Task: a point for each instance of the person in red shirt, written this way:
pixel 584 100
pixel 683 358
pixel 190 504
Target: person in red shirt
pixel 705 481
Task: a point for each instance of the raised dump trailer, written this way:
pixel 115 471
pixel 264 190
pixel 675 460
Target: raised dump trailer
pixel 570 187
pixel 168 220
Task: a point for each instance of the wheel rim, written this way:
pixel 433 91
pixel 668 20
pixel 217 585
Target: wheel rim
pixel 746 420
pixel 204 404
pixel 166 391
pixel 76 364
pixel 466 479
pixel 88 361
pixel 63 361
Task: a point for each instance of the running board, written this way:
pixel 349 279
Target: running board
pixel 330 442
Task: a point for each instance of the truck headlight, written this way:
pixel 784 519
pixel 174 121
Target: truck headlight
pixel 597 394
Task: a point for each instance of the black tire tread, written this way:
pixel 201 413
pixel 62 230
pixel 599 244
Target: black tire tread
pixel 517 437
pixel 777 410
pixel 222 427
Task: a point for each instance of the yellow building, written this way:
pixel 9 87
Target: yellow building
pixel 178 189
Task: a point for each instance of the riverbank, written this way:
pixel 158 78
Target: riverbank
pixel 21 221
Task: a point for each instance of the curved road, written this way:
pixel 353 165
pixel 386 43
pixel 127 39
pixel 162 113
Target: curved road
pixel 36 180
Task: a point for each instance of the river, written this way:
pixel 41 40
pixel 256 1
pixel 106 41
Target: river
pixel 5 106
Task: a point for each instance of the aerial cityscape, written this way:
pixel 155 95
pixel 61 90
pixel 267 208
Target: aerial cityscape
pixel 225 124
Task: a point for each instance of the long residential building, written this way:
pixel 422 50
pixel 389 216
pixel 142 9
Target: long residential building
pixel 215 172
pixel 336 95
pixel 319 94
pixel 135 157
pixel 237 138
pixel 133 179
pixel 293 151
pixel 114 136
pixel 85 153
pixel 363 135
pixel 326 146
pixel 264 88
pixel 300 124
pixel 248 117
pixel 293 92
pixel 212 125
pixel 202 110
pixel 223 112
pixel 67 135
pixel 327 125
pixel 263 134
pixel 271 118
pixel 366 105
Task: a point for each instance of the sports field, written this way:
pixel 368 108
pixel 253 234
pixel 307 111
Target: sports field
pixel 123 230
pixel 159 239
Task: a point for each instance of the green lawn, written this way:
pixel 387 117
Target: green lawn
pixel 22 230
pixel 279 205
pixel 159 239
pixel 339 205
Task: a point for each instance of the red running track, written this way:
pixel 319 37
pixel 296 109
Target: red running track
+++
**EXERCISE TASK**
Copy out the lines between the one holding "Task: a point for each instance of the black" and the one holding "pixel 36 180", inclusive, keeping each line identical.

**RIGHT ANSWER**
Task: a point for each instance of the black tire tread, written this way:
pixel 201 413
pixel 62 230
pixel 599 244
Target: black tire tread
pixel 517 437
pixel 777 410
pixel 222 427
Task: a point for each instance of the yellow building, written this way:
pixel 9 87
Target: yellow building
pixel 178 189
Task: a point for each instance of the riverbank, written this way:
pixel 158 78
Target: riverbank
pixel 21 221
Task: a point for each instance of the curved road, written this way:
pixel 353 165
pixel 386 43
pixel 127 39
pixel 162 113
Target: curved road
pixel 36 180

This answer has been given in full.